# ACTIVITY:
Only the lines from the start of the data through the one containing "Pin the white sky, one" belong in your answer; return them exactly.

═══ RECORDS SHOWN

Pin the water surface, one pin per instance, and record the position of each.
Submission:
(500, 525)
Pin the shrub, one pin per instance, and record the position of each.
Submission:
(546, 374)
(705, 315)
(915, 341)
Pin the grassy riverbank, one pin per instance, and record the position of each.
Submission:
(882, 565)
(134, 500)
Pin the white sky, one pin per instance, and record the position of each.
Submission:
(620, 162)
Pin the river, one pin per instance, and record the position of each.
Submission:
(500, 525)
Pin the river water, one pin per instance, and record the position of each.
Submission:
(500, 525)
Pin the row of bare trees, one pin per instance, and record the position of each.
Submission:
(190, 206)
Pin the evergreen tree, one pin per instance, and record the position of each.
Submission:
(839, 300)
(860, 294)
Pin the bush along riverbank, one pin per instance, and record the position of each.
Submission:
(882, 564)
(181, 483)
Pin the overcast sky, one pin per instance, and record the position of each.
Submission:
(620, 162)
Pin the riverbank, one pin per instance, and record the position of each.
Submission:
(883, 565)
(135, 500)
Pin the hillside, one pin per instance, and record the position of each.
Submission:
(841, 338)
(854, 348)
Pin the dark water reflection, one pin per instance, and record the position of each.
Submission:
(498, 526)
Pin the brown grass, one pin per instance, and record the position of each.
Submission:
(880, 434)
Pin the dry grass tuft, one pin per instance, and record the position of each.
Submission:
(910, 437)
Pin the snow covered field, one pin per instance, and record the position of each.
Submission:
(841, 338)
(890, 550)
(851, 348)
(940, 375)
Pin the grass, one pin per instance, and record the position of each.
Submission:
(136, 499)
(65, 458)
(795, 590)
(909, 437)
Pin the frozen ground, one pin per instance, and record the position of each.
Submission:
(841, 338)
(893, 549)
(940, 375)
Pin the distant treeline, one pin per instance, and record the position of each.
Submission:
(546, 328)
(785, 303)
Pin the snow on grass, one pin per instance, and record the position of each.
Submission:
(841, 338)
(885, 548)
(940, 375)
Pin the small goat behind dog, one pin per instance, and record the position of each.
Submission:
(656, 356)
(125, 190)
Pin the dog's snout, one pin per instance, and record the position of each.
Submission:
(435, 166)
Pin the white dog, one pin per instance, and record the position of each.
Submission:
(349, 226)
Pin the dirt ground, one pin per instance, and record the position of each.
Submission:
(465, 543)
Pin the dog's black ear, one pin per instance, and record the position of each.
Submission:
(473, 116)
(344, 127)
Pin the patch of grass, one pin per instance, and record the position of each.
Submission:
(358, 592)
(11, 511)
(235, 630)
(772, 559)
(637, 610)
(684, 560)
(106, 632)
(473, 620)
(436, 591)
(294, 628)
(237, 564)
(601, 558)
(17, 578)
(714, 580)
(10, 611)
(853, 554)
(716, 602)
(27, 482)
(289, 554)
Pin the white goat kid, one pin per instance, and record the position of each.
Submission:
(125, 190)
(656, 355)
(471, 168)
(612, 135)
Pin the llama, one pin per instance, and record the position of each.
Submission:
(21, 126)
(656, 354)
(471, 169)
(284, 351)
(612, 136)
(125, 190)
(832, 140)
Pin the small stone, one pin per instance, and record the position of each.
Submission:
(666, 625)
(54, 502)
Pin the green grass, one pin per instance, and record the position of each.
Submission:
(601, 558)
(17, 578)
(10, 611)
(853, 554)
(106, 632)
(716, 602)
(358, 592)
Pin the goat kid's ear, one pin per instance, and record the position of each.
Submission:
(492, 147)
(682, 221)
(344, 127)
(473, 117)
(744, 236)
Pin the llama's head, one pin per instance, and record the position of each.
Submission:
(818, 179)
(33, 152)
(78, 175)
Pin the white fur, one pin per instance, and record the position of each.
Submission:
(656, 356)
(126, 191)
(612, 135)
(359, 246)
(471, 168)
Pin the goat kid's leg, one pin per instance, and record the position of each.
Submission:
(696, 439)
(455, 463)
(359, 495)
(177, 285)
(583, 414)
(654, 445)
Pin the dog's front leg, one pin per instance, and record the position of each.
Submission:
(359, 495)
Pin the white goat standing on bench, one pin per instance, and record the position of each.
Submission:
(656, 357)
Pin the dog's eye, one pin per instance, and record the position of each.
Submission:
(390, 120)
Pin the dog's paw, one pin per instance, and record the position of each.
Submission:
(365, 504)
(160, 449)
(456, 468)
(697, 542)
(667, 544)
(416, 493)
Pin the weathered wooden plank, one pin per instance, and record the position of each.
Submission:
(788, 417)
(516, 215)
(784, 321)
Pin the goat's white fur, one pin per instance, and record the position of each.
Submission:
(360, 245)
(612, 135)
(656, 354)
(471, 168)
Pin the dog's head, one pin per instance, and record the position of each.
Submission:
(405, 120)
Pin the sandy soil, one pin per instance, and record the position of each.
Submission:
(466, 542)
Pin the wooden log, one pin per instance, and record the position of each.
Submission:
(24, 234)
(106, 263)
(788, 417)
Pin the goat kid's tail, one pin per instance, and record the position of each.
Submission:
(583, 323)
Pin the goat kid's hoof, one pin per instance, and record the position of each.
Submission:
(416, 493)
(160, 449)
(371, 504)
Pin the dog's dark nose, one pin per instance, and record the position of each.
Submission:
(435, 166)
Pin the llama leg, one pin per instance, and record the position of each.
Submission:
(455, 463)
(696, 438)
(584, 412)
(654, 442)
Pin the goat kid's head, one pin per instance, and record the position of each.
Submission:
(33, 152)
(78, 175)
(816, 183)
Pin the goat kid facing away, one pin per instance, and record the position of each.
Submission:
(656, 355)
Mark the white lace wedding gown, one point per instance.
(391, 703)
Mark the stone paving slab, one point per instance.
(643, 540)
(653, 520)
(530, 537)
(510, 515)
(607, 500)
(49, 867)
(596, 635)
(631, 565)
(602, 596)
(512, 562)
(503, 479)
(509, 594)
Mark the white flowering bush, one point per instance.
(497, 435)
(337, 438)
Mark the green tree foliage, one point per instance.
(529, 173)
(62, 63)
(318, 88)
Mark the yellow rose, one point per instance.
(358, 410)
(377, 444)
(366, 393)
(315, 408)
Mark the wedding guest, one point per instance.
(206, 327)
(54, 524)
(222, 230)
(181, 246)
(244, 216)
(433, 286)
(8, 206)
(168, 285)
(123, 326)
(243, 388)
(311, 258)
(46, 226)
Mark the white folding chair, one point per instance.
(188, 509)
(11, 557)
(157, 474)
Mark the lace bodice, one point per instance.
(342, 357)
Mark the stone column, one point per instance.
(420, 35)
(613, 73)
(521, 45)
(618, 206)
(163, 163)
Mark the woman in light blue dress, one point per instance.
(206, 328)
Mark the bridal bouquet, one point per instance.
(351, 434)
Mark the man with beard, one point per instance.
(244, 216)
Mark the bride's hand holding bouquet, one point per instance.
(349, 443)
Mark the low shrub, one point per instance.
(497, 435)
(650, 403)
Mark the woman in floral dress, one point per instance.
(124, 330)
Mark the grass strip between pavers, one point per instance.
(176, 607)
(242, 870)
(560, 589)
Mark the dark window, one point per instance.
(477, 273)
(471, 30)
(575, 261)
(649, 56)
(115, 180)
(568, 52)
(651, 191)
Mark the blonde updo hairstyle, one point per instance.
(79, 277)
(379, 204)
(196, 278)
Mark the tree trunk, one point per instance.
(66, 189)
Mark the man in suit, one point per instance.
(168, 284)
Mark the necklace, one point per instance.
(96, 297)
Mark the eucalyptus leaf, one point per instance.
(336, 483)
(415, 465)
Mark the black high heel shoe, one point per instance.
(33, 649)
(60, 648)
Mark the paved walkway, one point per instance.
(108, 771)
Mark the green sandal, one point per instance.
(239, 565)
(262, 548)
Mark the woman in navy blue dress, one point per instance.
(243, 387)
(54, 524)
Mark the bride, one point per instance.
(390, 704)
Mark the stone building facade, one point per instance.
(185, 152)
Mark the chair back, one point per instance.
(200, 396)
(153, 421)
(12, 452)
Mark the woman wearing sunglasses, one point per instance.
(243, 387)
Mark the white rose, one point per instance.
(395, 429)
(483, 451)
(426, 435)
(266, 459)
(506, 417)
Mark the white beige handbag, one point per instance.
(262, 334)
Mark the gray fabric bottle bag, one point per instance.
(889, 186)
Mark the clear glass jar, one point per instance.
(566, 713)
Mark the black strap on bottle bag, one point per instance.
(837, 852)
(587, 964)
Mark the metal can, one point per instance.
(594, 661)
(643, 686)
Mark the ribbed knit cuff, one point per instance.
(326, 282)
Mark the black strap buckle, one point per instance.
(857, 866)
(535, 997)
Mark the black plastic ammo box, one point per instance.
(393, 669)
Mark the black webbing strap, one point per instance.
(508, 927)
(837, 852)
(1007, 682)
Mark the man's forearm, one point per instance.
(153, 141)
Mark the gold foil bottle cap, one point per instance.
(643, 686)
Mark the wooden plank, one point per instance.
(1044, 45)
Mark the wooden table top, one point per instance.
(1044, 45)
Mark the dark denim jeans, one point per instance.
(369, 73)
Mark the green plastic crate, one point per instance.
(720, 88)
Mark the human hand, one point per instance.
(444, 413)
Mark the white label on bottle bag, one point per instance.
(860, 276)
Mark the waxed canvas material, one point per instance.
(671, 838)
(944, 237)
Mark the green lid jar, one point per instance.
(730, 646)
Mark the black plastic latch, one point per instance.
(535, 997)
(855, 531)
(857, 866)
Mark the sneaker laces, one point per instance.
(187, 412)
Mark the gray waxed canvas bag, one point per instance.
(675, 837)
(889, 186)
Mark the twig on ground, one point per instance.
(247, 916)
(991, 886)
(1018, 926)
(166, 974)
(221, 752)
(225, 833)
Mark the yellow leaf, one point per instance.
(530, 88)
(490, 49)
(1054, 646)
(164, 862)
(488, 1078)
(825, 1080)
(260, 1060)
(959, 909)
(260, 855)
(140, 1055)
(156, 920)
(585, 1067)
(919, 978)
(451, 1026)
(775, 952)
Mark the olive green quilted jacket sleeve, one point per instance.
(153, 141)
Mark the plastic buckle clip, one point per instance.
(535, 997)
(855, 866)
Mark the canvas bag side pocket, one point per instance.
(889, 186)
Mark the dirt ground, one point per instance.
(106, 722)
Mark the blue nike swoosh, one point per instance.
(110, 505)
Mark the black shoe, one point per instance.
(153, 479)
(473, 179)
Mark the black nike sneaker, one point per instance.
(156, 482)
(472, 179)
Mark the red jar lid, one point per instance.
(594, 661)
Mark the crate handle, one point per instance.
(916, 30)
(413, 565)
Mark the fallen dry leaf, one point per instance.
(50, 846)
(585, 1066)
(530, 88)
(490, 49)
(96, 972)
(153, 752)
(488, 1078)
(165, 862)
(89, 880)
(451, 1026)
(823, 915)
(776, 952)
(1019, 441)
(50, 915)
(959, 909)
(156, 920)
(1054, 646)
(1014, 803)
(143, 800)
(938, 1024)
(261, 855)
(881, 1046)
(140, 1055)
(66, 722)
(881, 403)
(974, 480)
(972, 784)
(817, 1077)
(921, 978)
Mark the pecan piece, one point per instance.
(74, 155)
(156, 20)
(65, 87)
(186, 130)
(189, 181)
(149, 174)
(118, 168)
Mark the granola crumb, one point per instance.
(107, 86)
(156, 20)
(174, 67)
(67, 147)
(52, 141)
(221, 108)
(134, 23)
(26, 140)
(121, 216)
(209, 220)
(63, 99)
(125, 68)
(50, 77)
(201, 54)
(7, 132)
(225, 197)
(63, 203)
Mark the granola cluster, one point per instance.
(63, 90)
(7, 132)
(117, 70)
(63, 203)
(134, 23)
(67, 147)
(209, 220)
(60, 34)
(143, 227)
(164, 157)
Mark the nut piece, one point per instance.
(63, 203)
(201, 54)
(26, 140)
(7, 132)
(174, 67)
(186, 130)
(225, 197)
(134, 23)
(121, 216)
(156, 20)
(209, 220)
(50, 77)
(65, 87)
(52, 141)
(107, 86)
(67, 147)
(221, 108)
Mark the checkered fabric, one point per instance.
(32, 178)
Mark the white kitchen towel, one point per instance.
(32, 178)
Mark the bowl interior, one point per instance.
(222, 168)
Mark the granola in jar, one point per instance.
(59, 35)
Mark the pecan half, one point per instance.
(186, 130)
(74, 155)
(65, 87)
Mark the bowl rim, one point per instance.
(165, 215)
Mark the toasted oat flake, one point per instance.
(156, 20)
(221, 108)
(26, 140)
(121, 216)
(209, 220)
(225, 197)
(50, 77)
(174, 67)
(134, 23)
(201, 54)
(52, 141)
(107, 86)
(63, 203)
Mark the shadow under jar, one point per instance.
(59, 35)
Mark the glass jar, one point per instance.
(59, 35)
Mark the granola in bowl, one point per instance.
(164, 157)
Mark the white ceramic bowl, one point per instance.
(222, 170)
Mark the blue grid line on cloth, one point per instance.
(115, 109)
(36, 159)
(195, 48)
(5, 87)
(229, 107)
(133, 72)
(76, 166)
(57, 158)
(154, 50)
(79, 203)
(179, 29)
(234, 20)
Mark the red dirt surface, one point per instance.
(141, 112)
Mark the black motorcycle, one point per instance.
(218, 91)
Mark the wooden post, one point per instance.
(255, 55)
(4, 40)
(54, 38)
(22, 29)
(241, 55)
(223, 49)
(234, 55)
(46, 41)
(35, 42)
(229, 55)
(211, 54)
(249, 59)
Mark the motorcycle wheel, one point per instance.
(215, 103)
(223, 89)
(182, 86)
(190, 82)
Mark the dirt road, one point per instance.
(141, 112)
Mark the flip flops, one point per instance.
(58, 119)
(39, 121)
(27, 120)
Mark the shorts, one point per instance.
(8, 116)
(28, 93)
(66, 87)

══════

# TASK RESULT:
Pin the water surface, one pin per instance, and record the position of each.
Submission:
(500, 525)
Pin the shrub, one pin per instance, and record the position of each.
Submission:
(546, 374)
(705, 315)
(915, 341)
Pin the grassy riverbank, one pin per instance, and record the position of each.
Submission:
(882, 565)
(134, 500)
Pin the white sky, one pin per instance, and record the position of each.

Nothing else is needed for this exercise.